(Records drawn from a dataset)
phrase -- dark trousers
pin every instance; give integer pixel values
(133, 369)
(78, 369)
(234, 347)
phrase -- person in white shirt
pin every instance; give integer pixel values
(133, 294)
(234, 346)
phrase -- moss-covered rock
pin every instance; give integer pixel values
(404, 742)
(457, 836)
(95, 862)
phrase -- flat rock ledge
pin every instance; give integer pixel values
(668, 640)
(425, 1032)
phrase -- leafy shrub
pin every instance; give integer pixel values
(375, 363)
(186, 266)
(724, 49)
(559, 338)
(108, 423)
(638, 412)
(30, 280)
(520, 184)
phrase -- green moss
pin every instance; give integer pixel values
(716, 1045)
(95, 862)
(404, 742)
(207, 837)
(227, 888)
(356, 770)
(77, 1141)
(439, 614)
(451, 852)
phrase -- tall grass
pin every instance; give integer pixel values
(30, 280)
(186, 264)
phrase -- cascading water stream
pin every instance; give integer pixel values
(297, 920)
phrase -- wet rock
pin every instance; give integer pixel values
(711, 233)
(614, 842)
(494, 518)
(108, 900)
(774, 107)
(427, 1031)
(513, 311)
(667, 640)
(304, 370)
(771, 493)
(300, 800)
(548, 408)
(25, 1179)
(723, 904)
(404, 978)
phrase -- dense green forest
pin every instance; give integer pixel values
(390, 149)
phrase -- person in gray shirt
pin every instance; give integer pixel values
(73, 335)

TASK TO CARRY OUT: Examine the entries and say how many of their lines hold the word "green". No other words should accompany the number.

ANSWER BOX: 2